General Terms and Conditions Spaik B.V.

Last updated: January 1, 2026

Article 1. Applicability

  1. The user of these General Terms and Conditions (“Terms”) is Spaik B.V., located at Erasmusgracht 7-3 (1056BB) in Amsterdam, registered in the trade register of the Chamber of Commerce under number: 95243763, duly represented by its jointly authorized directors, Mr. Van Laren, Bongertman, and Bolle (“Spaik”).
  2. These Terms were last amended on January 1, 2026 and apply to all offers, assignments, and agreements where Spaik B.V. provides services to business customers (B2B).
  3. Deviations from and additions to these Terms are only valid if agreed upon in writing. Oral agreements are only valid if confirmed in writing.
  4. Any general or purchasing conditions of the client are explicitly rejected unless otherwise agreed upon in writing.
  5. Invalidity of a provision does not affect the validity of the remaining provisions. If necessary, a new provision will be established by mutual consultation that approximates the intent of the original provision as closely as possible.

Article 2. Services and Execution

  1. Spaik provides, among other things, the following services:
    • Training for staff and leaders (from basic to advanced programs);
    • Strategic advice and support during organizational changes (change management);
    • Automation projects, including opportunity identification, implementation guidance, and collaboration with third parties.
  2. Spaik has a best efforts obligation and will endeavor to provide the agreed services to the best of its ability. Unless otherwise agreed in writing, no guarantee is given for a specific result.
  3. The client is responsible for providing accurate and complete information necessary for executing the services. Delays or additional costs resulting from inaccurate or incomplete information are at the client's expense and risk.
  4. Upon completion of the agreed work, Spaik will offer the results to the client in writing or electronically for acceptance. If the client does not object in writing within 14 calendar days of receipt, the results are deemed accepted. Any objections must be clearly stated and substantiated (complaint procedure).
  5. Spaik is entitled to subcontract or collaborate with third parties (subcontractors) for the execution of the agreement, provided that Spaik ensures they respect the same confidentiality and security obligations.
  6. If Spaik offers services through external suppliers or tools, the terms of those third parties also apply. Spaik is not liable for shortcomings of these third parties, unless there is intent or gross negligence on the part of Spaik itself.
  7. In case of conflict, the following order of precedence applies (from high to low):
    1. The assignment agreement;
    2. These Terms of SPAIK;
    3. The terms of third parties applicable to external suppliers or tools engaged by SPAIK.

Article 3. Payment

  1. Invoices must be paid within 14 days of the invoice date, unless otherwise agreed in writing.
  2. In case of late or incomplete payment, the client is immediately in default without further notice and liable for statutory commercial interest on the outstanding amount.
  3. All judicial and extrajudicial collection costs incurred by Spaik due to late payment are charged to the client.
  4. In the event of partially disputed invoices, the client must pay the undisputed part in time.
  5. If an assignment is expanded or modified at the client's request, resulting additional work and costs may be charged separately.

### Goal:
Repeat the Spaik terms and conditions from "7. In case of" up to and including "to the client.", swapping "client" for "customer".

### Dataset entries:
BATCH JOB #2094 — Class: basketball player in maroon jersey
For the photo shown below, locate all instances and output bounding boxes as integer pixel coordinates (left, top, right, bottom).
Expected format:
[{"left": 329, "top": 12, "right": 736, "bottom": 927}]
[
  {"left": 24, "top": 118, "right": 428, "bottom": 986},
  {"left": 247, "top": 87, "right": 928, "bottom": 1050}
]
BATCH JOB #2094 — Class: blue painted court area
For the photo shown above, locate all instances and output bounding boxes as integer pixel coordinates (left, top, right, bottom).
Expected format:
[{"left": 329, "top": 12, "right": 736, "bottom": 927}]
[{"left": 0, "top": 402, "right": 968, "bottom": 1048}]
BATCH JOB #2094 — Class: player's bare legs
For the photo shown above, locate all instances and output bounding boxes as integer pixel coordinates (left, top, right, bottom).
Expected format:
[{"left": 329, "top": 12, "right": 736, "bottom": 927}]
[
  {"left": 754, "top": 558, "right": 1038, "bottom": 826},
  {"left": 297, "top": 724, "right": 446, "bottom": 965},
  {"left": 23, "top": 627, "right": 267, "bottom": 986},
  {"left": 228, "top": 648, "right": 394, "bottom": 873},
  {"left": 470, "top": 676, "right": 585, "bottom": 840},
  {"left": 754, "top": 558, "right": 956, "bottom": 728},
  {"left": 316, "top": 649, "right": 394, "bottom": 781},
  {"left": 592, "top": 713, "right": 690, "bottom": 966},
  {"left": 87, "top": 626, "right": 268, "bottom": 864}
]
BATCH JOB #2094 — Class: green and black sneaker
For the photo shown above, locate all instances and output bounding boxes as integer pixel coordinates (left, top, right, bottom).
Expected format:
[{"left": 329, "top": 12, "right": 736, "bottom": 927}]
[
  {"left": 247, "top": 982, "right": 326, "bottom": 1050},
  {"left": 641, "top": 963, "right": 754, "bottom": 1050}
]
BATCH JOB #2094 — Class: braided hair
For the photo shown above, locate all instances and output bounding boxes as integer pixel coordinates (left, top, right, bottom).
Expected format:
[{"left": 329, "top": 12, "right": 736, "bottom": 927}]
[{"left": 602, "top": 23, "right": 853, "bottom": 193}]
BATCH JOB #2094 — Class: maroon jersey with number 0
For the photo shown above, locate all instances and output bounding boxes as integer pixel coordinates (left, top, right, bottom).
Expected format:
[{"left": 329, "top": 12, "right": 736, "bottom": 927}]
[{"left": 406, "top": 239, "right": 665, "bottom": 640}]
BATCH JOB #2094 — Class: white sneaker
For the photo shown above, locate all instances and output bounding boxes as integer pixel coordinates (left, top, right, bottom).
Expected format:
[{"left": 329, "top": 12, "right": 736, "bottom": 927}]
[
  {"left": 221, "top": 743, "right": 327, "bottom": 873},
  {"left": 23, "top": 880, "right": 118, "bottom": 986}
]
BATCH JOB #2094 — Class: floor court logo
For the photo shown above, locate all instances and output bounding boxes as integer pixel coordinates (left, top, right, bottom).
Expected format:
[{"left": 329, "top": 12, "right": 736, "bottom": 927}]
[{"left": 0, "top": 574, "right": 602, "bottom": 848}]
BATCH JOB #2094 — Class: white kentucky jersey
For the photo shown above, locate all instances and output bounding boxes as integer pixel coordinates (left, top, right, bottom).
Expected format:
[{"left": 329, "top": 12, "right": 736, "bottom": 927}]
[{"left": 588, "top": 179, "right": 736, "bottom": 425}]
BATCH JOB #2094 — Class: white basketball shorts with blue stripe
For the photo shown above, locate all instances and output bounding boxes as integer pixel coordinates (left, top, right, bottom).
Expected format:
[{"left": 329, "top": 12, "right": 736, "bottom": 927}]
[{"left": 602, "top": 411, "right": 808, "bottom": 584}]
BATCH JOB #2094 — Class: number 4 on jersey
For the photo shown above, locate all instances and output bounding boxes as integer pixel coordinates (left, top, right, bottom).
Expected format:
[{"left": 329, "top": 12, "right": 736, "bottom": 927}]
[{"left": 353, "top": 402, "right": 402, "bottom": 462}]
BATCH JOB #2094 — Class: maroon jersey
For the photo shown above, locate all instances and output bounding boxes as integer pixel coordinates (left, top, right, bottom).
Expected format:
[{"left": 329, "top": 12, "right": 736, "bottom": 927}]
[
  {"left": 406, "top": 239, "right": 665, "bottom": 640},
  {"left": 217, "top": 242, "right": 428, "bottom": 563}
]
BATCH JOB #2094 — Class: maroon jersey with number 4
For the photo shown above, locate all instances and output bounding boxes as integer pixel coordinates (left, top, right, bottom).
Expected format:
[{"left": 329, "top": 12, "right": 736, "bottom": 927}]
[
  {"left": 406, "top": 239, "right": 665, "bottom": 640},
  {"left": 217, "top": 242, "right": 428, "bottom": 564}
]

### Finished answer:
7. In case of conflict, the following order of precedence applies (from high to low):
    1. The assignment agreement;
    2. These Terms of SPAIK;
    3. The terms of third parties applicable to external suppliers or tools engaged by SPAIK.

Article 3. Payment

  1. Invoices must be paid within 14 days of the invoice date, unless otherwise agreed in writing.
  2. In case of late or incomplete payment, the customer is immediately in default without further notice and liable for statutory commercial interest on the outstanding amount.
  3. All judicial and extrajudicial collection costs incurred by Spaik due to late payment are charged to the customer.